Work to be completed |
Update the records starting at the line that contains "In this exercise you will locate the side" and ending at the line that contains "<point>227,297</point>" by replacing "exercise" with "task" and leaving everything else unchanged. Give back only those lines.

Extracted entries |
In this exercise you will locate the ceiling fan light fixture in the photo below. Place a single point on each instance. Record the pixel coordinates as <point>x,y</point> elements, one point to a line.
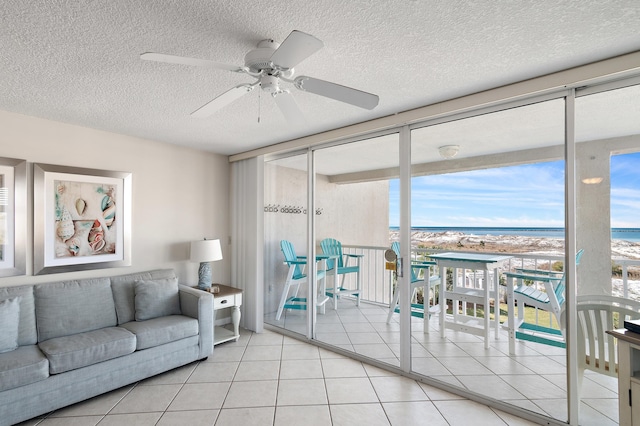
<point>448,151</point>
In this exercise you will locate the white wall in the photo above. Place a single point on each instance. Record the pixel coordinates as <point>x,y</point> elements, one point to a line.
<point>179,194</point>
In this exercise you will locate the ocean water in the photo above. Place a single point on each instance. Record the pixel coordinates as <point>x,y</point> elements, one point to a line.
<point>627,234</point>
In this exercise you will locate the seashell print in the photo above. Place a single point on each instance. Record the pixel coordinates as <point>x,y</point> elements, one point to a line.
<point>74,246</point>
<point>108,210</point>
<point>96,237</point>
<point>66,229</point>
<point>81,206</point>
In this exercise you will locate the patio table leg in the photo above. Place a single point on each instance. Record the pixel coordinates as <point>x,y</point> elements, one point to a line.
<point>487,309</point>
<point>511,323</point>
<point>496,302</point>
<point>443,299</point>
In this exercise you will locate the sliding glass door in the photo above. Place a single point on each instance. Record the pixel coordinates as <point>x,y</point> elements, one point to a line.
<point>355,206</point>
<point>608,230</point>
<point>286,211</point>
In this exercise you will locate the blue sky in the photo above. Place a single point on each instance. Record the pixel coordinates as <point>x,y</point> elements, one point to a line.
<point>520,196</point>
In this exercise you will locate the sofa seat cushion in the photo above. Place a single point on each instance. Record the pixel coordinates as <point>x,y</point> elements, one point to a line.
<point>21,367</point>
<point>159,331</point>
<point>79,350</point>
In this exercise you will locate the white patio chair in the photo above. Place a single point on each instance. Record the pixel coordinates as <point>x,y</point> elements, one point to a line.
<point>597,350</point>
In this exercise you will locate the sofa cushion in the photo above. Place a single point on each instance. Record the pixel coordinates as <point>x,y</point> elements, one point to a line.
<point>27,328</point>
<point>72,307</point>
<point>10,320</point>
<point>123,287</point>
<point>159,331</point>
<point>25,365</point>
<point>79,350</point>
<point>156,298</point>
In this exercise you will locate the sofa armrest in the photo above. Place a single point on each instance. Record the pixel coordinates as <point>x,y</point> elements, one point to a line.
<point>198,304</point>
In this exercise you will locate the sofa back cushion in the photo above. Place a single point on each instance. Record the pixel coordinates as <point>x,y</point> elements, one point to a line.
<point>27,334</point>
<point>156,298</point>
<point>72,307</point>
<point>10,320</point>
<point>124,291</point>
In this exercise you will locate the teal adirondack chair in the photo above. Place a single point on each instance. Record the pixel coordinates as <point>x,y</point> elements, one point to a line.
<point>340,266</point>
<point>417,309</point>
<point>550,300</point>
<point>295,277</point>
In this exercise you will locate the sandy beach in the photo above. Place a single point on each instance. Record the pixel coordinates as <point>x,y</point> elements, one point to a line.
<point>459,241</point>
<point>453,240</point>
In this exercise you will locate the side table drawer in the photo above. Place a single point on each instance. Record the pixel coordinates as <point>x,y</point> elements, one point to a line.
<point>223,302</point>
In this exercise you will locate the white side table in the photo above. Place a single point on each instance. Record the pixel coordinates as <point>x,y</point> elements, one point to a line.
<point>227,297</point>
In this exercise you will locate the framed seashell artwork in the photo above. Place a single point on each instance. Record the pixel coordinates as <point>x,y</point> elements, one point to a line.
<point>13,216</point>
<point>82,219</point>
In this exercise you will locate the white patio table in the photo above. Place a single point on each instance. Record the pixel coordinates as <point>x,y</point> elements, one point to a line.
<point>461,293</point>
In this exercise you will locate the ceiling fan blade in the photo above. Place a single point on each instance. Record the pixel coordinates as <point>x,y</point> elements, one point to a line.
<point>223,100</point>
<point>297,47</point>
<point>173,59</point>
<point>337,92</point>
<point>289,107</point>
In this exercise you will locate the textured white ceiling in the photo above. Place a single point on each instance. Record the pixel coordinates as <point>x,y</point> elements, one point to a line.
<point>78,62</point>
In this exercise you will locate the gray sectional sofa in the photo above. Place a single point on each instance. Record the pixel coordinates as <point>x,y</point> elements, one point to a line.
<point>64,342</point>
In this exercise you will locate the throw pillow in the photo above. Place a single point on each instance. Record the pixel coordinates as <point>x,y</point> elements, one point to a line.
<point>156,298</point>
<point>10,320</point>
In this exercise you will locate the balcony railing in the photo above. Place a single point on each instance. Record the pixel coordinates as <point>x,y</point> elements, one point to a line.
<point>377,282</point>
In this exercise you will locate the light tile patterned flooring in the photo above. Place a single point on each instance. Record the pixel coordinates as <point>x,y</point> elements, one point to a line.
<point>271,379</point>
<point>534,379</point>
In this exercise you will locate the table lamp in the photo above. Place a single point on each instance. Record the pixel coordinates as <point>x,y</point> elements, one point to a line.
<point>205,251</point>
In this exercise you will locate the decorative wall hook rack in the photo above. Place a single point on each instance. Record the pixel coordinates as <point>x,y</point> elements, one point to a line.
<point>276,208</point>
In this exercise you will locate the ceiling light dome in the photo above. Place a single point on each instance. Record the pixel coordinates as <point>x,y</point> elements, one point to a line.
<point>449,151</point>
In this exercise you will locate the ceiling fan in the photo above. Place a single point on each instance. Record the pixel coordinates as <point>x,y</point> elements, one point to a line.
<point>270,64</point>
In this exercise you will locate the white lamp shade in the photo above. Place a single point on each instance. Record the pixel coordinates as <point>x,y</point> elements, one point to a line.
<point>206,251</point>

Result of this exercise |
In this task you will locate the side table drawer in the photo above. Place a single point on each instance. Record the pixel coordinates as <point>x,y</point> elements, one point to a line.
<point>223,302</point>
In this task you will locate the white side table in the photo above. Place a single point on each instance. Record the pixel coordinates as <point>x,y</point> elements, one point to a line.
<point>227,297</point>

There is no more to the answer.